EXERCISE DIRECTIONS:
Report how many lines in the items below contain the string "Target", giving only the number.

LISTING:
▬▬▬▬▬▬▬▬▬▬

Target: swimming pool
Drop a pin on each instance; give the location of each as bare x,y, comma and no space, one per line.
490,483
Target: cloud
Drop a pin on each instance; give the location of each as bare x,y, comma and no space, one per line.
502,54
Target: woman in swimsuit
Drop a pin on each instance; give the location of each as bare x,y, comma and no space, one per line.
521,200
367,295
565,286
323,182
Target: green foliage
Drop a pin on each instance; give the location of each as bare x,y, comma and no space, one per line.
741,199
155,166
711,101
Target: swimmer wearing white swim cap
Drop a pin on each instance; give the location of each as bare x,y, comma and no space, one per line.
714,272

▬▬▬▬▬▬▬▬▬▬

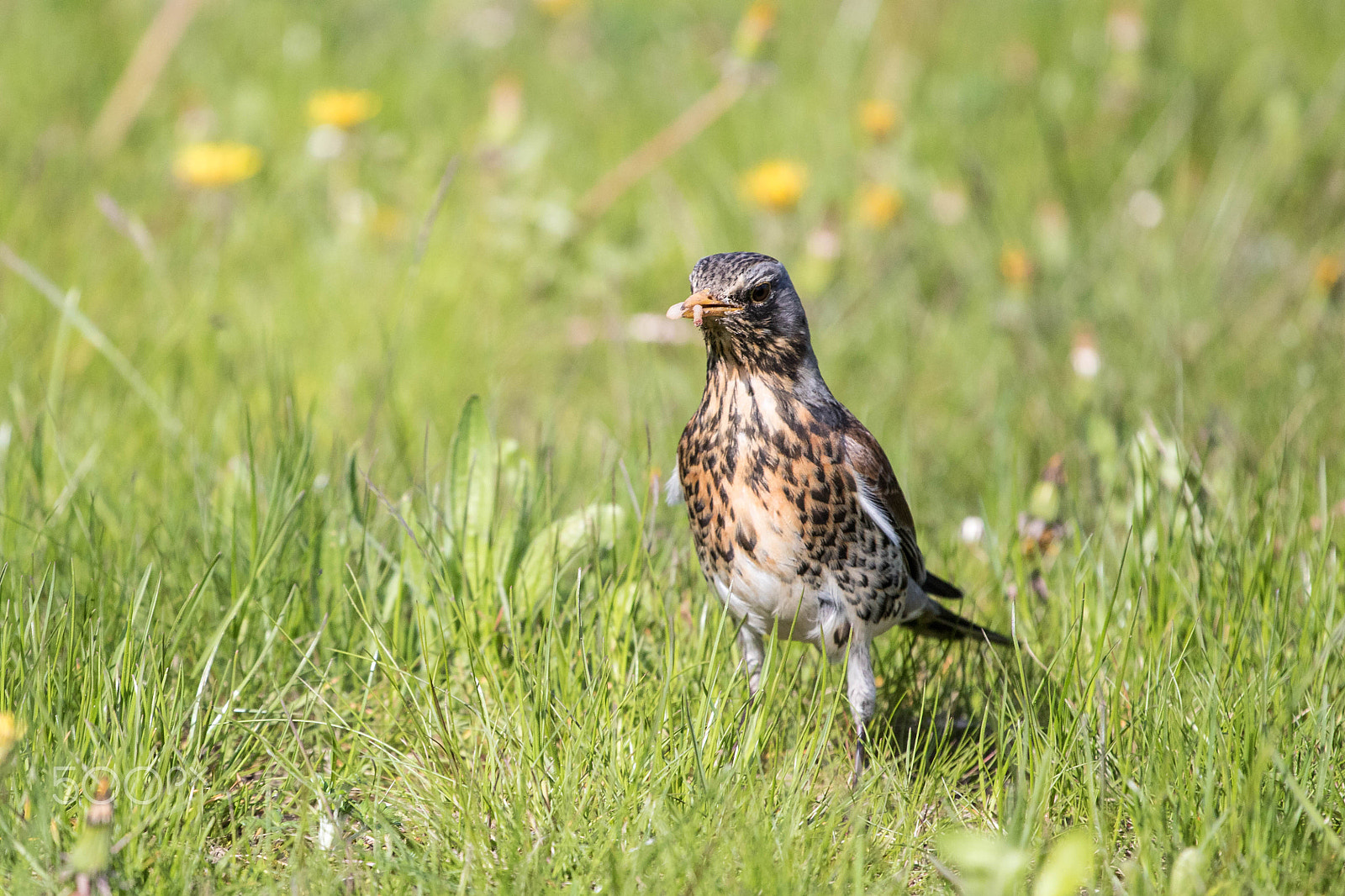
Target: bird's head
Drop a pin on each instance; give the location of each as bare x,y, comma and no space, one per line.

▬▬▬▬▬▬▬▬▬▬

TASK OUTPUT:
6